**WHAT THE TASK ASKS**. Count the lines in the rows below that contain the string "surface", and reply with only that number.
>> start
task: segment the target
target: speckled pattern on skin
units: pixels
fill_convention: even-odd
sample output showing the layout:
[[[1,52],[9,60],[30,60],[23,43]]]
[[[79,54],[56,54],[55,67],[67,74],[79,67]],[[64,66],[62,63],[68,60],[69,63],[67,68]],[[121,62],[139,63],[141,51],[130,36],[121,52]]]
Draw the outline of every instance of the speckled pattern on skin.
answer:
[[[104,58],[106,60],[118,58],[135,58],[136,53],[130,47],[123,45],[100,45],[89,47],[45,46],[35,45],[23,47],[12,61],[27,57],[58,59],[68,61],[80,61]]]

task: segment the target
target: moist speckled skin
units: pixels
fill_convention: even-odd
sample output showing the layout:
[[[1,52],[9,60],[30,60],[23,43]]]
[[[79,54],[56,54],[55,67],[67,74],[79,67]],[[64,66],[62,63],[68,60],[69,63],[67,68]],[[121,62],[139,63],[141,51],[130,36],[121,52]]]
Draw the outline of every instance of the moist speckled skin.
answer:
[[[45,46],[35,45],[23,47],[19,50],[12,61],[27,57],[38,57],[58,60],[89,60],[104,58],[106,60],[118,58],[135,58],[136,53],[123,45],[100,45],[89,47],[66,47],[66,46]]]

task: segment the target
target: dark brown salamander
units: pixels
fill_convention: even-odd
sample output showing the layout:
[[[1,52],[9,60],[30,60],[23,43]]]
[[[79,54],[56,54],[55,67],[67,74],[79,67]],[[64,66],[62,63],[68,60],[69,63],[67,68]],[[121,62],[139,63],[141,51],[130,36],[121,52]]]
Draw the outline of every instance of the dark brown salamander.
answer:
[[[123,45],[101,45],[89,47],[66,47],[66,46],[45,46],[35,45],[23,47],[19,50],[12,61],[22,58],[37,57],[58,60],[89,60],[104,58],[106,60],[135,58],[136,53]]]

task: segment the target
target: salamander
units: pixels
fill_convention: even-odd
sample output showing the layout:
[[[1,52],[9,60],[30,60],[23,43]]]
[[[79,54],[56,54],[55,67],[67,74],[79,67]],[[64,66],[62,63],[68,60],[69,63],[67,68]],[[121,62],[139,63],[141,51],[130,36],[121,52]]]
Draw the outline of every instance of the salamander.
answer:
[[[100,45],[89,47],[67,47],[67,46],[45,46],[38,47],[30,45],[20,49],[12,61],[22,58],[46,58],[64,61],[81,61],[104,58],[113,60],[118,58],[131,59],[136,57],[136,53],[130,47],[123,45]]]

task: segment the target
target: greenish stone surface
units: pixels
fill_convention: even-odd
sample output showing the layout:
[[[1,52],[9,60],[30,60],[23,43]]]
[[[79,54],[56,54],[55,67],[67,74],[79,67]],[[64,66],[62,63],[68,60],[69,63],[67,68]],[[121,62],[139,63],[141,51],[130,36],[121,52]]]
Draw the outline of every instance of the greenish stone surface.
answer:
>> end
**WRITTEN RESPONSE**. 2